══ Raw data

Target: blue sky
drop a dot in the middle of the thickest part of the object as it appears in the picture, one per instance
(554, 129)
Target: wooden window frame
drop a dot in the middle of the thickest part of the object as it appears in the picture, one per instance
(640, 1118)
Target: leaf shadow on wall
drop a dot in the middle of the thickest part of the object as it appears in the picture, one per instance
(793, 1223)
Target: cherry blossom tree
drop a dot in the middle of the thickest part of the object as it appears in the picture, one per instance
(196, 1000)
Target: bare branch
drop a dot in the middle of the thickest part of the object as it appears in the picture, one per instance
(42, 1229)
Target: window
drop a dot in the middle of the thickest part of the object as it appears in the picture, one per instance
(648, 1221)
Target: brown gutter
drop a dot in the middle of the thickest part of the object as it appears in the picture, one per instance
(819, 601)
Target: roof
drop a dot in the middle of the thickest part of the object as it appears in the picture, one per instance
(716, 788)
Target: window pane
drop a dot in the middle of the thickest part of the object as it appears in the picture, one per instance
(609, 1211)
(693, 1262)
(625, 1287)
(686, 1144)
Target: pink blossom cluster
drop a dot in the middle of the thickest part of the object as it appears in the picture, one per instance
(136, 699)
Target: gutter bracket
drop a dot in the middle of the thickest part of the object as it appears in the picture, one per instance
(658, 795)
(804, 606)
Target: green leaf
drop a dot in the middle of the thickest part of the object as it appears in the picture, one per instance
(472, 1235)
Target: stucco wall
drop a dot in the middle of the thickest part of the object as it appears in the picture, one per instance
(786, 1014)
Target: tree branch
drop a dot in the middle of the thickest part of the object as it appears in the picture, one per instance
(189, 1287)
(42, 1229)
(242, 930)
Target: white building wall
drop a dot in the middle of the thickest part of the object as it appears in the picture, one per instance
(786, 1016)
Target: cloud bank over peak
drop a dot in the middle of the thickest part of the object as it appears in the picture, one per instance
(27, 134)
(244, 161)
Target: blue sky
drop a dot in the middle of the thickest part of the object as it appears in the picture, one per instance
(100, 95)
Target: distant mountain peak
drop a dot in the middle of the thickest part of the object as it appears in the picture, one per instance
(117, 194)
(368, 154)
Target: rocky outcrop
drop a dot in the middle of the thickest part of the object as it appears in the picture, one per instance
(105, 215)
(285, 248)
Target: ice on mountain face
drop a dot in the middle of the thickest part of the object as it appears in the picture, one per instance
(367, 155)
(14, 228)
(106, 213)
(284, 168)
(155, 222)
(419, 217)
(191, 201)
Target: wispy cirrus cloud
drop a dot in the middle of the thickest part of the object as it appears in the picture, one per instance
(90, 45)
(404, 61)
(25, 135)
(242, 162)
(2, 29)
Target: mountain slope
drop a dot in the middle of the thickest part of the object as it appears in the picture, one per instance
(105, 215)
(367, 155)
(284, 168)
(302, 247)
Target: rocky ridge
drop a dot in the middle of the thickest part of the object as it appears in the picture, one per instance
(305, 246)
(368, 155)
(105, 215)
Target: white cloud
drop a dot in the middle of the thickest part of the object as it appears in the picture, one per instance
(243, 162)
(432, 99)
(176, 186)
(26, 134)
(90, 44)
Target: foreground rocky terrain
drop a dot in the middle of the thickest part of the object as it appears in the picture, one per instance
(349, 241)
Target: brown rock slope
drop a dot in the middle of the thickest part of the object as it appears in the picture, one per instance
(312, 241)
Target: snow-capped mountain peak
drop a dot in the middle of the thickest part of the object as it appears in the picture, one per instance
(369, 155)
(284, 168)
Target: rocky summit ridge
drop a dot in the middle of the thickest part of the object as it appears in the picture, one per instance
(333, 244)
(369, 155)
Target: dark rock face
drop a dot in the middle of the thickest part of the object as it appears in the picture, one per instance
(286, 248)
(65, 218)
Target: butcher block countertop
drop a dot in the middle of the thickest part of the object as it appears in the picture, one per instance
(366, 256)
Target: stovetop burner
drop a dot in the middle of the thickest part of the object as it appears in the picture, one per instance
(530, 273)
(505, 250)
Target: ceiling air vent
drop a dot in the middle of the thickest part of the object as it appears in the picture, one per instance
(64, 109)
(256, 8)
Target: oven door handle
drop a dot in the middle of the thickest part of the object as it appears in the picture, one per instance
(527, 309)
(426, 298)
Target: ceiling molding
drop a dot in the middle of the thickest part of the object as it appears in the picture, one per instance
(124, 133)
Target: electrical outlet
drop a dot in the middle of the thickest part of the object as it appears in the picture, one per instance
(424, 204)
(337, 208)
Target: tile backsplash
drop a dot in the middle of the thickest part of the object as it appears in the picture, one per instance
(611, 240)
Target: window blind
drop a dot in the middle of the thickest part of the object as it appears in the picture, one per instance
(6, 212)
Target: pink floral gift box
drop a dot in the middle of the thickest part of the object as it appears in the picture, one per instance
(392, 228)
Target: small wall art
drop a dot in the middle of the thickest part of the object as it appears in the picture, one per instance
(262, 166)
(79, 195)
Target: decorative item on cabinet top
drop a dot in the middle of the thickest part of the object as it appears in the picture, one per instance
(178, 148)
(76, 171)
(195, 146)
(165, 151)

════

Rewrite the listing from the line with "Target: window pane" up to and including the line with "(472, 1235)". Replace "thickest" with "widest" and leave everything else unchanged.

» Response for this exercise:
Target: window pane
drop a dot in the middle of the widest part of the object as it appears in the picture, one per instance
(609, 1211)
(693, 1262)
(625, 1287)
(686, 1144)
Target: pink blossom cluster
drop a dot in the middle of the widest part of the object as it appears in the picture, one per instance
(136, 699)
Target: gutter bracket
drop a dot in the middle of the widest part of the object as it appears in the picture, one per instance
(658, 795)
(804, 606)
Target: green leaf
drop a dot in the middle of the widest part of the object as it appears in the picture, one per instance
(472, 1235)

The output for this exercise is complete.